> _WORK TO BE COMPLETED_: Copy the records below word for word, from their start through the line containing "box: [0, 0, 1500, 985]", including that line. Omit the pictures.
══════════
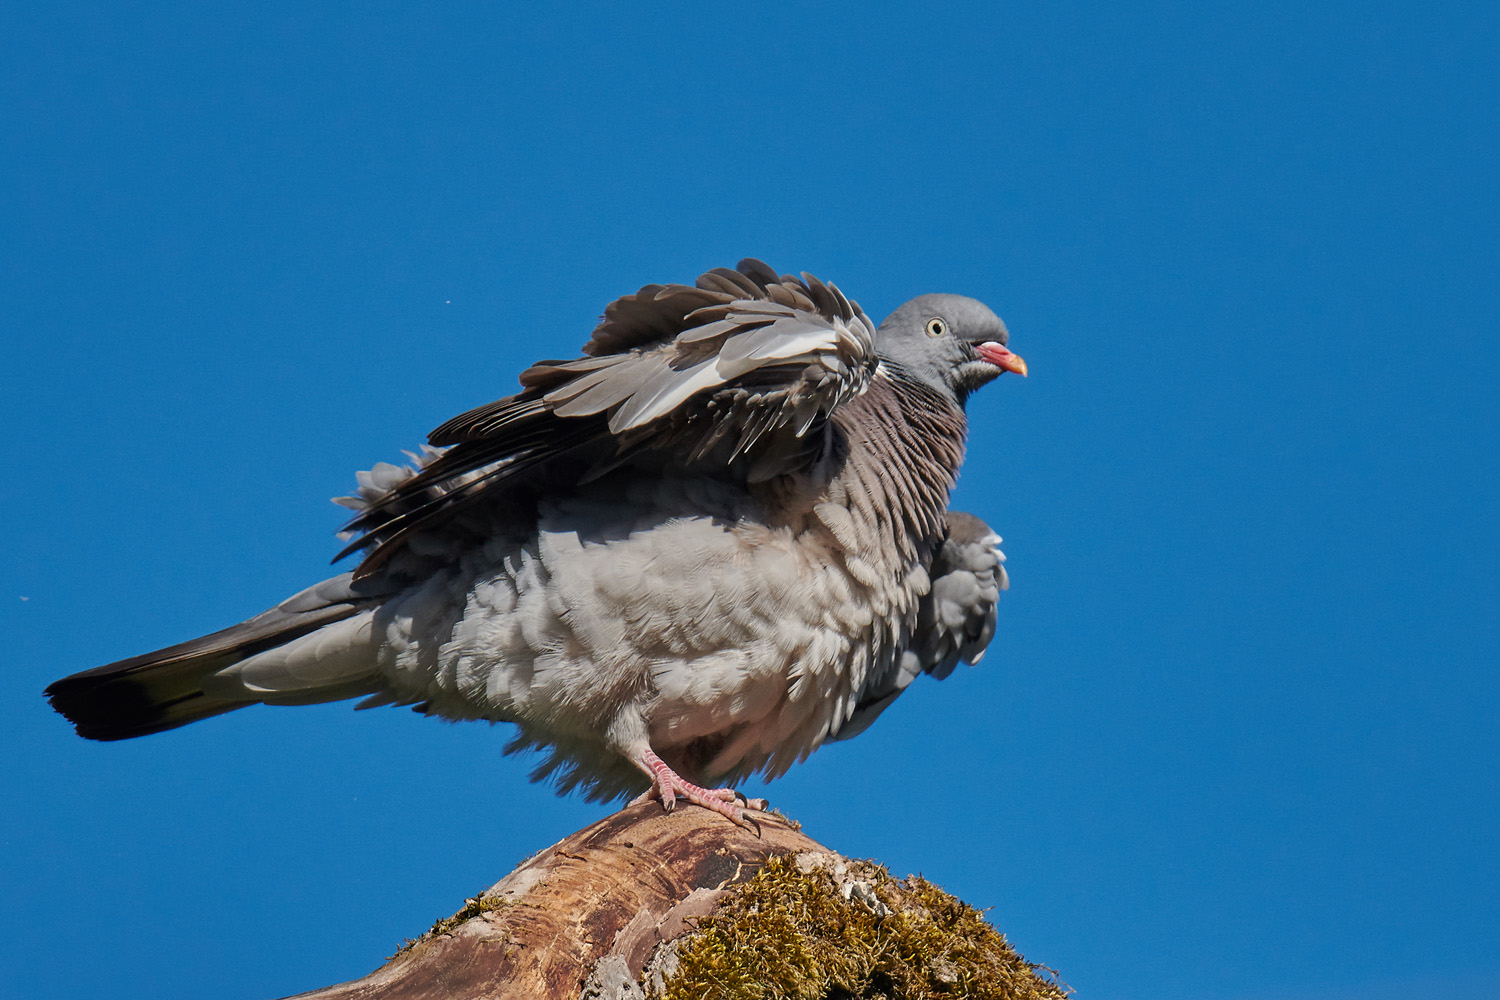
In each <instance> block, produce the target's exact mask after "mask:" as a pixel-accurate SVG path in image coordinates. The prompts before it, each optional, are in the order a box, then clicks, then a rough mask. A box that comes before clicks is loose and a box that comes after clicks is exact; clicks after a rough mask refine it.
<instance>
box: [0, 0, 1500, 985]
mask: <svg viewBox="0 0 1500 1000" xmlns="http://www.w3.org/2000/svg"><path fill="white" fill-rule="evenodd" d="M1044 6H1046V9H1043V6H1038V4H1002V3H995V4H945V6H935V4H862V6H861V7H859V9H858V12H855V7H852V6H849V7H843V9H835V7H820V6H799V4H798V6H777V4H762V6H759V7H712V9H708V7H700V6H687V4H679V6H669V4H633V6H631V7H628V9H625V7H624V6H621V7H618V9H610V7H603V6H585V7H570V9H565V10H564V9H550V7H541V6H534V7H529V6H528V7H526V9H523V10H522V9H516V10H507V9H502V7H499V4H447V6H446V7H444V10H441V12H438V10H431V9H422V7H419V6H416V4H413V6H401V4H384V3H374V4H359V6H350V7H338V6H330V4H264V3H261V4H150V6H147V4H98V3H78V4H68V3H51V4H45V6H42V4H12V6H9V7H6V10H5V12H3V13H0V46H3V48H0V94H3V96H0V109H3V111H0V112H3V126H5V129H3V130H5V135H6V136H7V139H6V142H3V144H0V189H3V192H5V195H3V198H0V315H3V319H0V324H3V327H5V333H3V342H5V355H6V370H7V372H9V376H7V378H6V391H5V393H0V421H3V423H0V426H3V427H5V430H6V441H7V447H9V456H7V469H9V474H7V475H6V477H5V480H3V483H0V525H3V526H0V532H3V546H0V547H3V550H5V553H6V555H5V558H3V559H0V582H3V585H0V630H3V634H5V636H6V639H7V654H9V655H7V664H6V670H5V673H3V685H5V687H3V690H5V697H3V699H0V760H3V762H5V765H3V768H0V802H3V808H0V951H5V952H7V957H6V958H5V961H0V994H5V996H17V997H23V996H36V997H40V996H46V997H98V996H111V997H177V996H181V997H201V996H214V997H225V999H234V997H245V999H255V997H272V996H284V994H290V993H296V991H300V990H309V988H314V987H320V985H324V984H329V982H336V981H342V979H348V978H354V976H359V975H363V973H365V972H368V970H369V969H372V967H374V966H377V964H378V963H380V961H381V958H383V957H384V955H389V954H390V952H392V951H393V949H395V946H396V943H399V942H401V940H402V939H404V937H408V936H413V934H416V933H419V931H422V930H423V928H426V927H428V925H429V922H431V921H432V919H434V918H437V916H441V915H447V913H450V912H453V910H455V909H458V907H459V906H460V903H462V900H463V897H465V895H469V894H472V892H474V891H475V889H478V888H481V886H486V885H489V883H490V882H493V880H496V879H498V877H499V876H502V874H504V873H507V871H508V870H510V868H511V867H513V865H514V864H516V862H517V861H519V859H522V858H523V856H526V855H529V853H531V852H534V850H538V849H541V847H544V846H547V844H550V843H552V841H555V840H558V838H561V837H564V835H565V834H568V832H571V831H574V829H576V828H579V826H582V825H583V823H588V822H591V820H592V819H595V817H597V816H600V814H601V808H600V807H592V805H586V804H582V802H579V801H574V799H558V798H555V796H553V795H552V793H550V792H549V790H547V789H544V787H538V786H531V784H528V783H526V780H525V774H526V771H528V766H529V762H526V760H523V759H519V760H517V759H507V757H502V756H501V753H499V751H501V747H502V744H504V741H505V732H496V730H493V729H490V727H487V726H481V724H465V726H447V724H441V723H437V721H434V720H423V718H419V717H416V715H413V714H411V712H405V711H395V709H390V711H375V712H360V714H354V712H351V711H350V706H348V705H332V706H318V708H303V709H251V711H245V712H237V714H233V715H228V717H223V718H216V720H210V721H207V723H202V724H199V726H192V727H189V729H184V730H178V732H172V733H166V735H160V736H153V738H147V739H141V741H133V742H126V744H110V745H101V744H90V742H86V741H81V739H78V738H77V736H74V735H72V730H71V729H69V727H68V726H66V724H65V723H63V720H62V718H58V717H54V715H51V714H49V709H48V708H46V705H45V702H43V700H42V697H40V690H42V687H45V684H48V682H49V681H52V679H55V678H57V676H62V675H65V673H71V672H74V670H80V669H84V667H90V666H96V664H99V663H105V661H111V660H115V658H120V657H126V655H130V654H136V652H141V651H145V649H150V648H156V646H162V645H166V643H171V642H177V640H181V639H186V637H190V636H196V634H201V633H205V631H210V630H214V628H220V627H223V625H228V624H231V622H236V621H239V619H242V618H246V616H249V615H252V613H255V612H260V610H261V609H263V607H267V606H270V604H273V603H275V601H278V600H281V598H282V597H285V595H287V594H290V592H293V591H296V589H299V588H302V586H303V585H306V583H309V582H312V580H315V579H320V576H321V574H326V573H327V567H326V564H327V559H329V558H330V556H332V555H333V552H336V546H338V543H336V541H335V538H333V534H332V532H333V531H335V529H336V528H338V526H339V523H341V511H339V508H335V507H332V505H330V504H329V502H327V499H326V498H330V496H335V495H341V493H345V492H348V490H350V487H351V484H353V472H354V471H356V469H360V468H369V465H371V463H374V462H378V460H395V459H399V456H401V448H408V447H413V445H416V444H417V442H419V441H422V439H423V436H425V433H426V432H428V430H429V429H432V427H434V426H437V424H438V423H441V421H443V420H446V418H447V417H450V415H453V414H456V412H459V411H460V409H465V408H468V406H472V405H477V403H480V402H486V400H489V399H493V397H496V396H501V394H505V393H508V391H511V390H513V387H514V375H516V373H517V372H519V370H520V369H522V367H523V366H525V364H526V363H529V361H531V360H535V358H540V357H559V355H568V354H570V352H573V351H576V348H577V346H579V345H580V343H582V342H583V340H585V339H586V336H588V331H589V328H591V324H592V321H594V318H595V316H597V315H598V312H600V310H601V309H603V306H604V304H606V303H607V301H609V300H610V298H613V297H616V295H619V294H624V292H628V291H633V289H634V288H636V286H639V285H642V283H645V282H660V280H690V279H691V277H693V276H694V274H697V273H699V271H702V270H706V268H708V267H714V265H721V264H732V262H733V261H736V259H738V258H741V256H745V255H756V256H762V258H765V259H768V261H769V262H772V264H774V265H775V267H778V268H783V270H810V271H813V273H816V274H819V276H820V277H826V279H831V280H834V282H837V283H838V285H840V286H841V288H843V289H844V291H846V292H849V294H850V295H852V297H855V298H858V300H859V301H861V303H862V304H864V306H865V309H867V310H868V312H870V313H871V315H873V316H876V318H880V316H883V315H885V313H886V312H888V310H891V309H892V307H895V306H897V304H900V303H901V301H904V300H906V298H909V297H912V295H915V294H919V292H929V291H956V292H963V294H969V295H975V297H978V298H983V300H986V301H987V303H990V304H992V306H995V309H996V310H998V312H999V313H1001V315H1002V316H1005V319H1007V321H1008V324H1010V327H1011V331H1013V346H1014V348H1016V349H1017V351H1019V352H1020V354H1022V355H1025V357H1026V360H1028V363H1029V364H1031V370H1032V378H1029V379H1028V381H1025V382H1023V381H1020V379H1010V378H1007V379H1002V381H1001V382H998V384H995V385H992V387H989V388H986V390H984V391H983V393H981V394H978V396H977V397H975V400H974V403H972V406H971V417H972V436H971V451H969V460H968V465H966V468H965V474H963V481H962V484H960V489H959V493H957V498H956V505H960V507H965V508H968V510H972V511H975V513H978V514H981V516H983V517H986V519H987V520H989V522H992V523H993V525H996V526H998V528H999V531H1001V532H1002V534H1004V535H1005V538H1007V553H1008V555H1010V570H1011V576H1013V582H1014V585H1013V589H1011V591H1010V592H1008V594H1007V595H1005V600H1004V604H1002V609H1001V622H1002V624H1001V634H999V637H998V639H996V642H995V645H993V646H992V652H990V655H989V658H987V660H986V661H984V664H983V666H981V667H978V669H974V670H962V672H959V673H956V675H954V676H953V678H950V679H948V681H945V682H942V684H938V682H932V681H924V682H921V684H916V685H915V687H913V688H912V690H910V691H909V693H907V694H906V697H903V699H901V700H900V703H897V706H895V708H894V709H891V711H889V712H886V715H885V717H882V720H880V721H879V723H877V724H876V726H874V729H873V730H871V732H868V733H865V735H864V736H861V738H859V739H855V741H852V742H849V744H841V745H835V747H829V748H825V750H822V751H819V753H817V754H814V756H813V759H811V760H808V762H807V763H805V765H802V766H799V768H796V769H795V771H793V772H792V774H789V775H787V777H786V778H783V780H780V781H777V783H774V784H772V786H771V787H769V789H768V790H766V793H768V795H769V796H771V799H772V801H774V802H775V804H777V805H780V807H781V808H784V810H786V811H787V813H790V814H792V816H795V817H798V819H799V820H802V822H804V825H805V829H807V831H808V832H810V834H811V835H813V837H816V838H819V840H822V841H823V843H826V844H828V846H831V847H835V849H838V850H841V852H844V853H849V855H853V856H870V858H876V859H879V861H882V862H885V864H888V865H889V867H891V868H892V870H894V871H895V873H897V874H903V873H907V871H922V873H926V874H927V876H929V877H930V879H933V880H935V882H938V883H941V885H944V886H947V888H948V889H951V891H954V892H956V894H959V895H960V897H963V898H965V900H968V901H971V903H972V904H975V906H981V907H992V909H990V916H992V919H993V921H995V922H996V924H998V925H999V927H1001V928H1002V930H1004V931H1005V933H1007V934H1008V936H1010V939H1011V940H1013V942H1014V943H1016V945H1017V948H1020V949H1022V951H1023V952H1025V954H1026V955H1028V957H1031V958H1032V960H1035V961H1043V963H1046V964H1049V966H1053V967H1058V969H1061V970H1062V973H1064V978H1065V979H1067V981H1068V982H1070V984H1073V985H1074V987H1076V988H1077V990H1079V993H1080V996H1082V997H1089V999H1110V1000H1115V999H1121V1000H1134V999H1146V997H1151V999H1155V1000H1173V999H1184V1000H1187V999H1190V997H1191V999H1194V1000H1202V999H1209V1000H1220V999H1221V1000H1232V999H1233V1000H1280V999H1287V1000H1293V999H1302V997H1314V996H1317V997H1362V999H1371V997H1373V999H1377V1000H1379V999H1383V997H1398V996H1400V997H1439V996H1445V997H1446V996H1455V994H1464V996H1500V951H1497V949H1496V940H1500V852H1497V850H1496V844H1497V843H1500V799H1497V778H1496V775H1497V774H1500V738H1497V735H1496V730H1497V714H1500V712H1497V709H1500V681H1497V676H1496V675H1497V672H1496V664H1497V663H1500V634H1497V621H1500V585H1497V576H1496V573H1497V570H1496V568H1497V565H1500V528H1497V523H1500V486H1497V483H1500V475H1497V472H1500V468H1497V466H1500V433H1497V432H1500V405H1497V402H1496V399H1497V393H1496V385H1497V381H1500V348H1497V327H1500V280H1497V279H1496V262H1497V253H1496V250H1497V235H1500V226H1497V222H1500V211H1497V198H1496V177H1497V169H1500V162H1497V160H1500V157H1497V121H1500V106H1497V105H1500V99H1497V93H1500V90H1497V82H1500V79H1497V72H1496V60H1494V52H1496V51H1500V16H1497V15H1496V12H1494V7H1493V6H1490V4H1385V3H1359V4H1355V3H1331V4H1266V3H1254V4H1251V3H1233V4H1202V6H1191V4H1160V6H1154V4H1044Z"/></svg>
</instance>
══════════
> _ANSWER_:
In each <instance> block, produce the target's exact mask after "mask:" as a pixel-accurate SVG path in image coordinates. The prompts before it, each optional, are in the order a box, then clicks, then a rough mask. A box that comes before clicks is loose and a box that comes after clicks is exact; clicks after a rough mask refine it.
<instance>
box: [0, 0, 1500, 985]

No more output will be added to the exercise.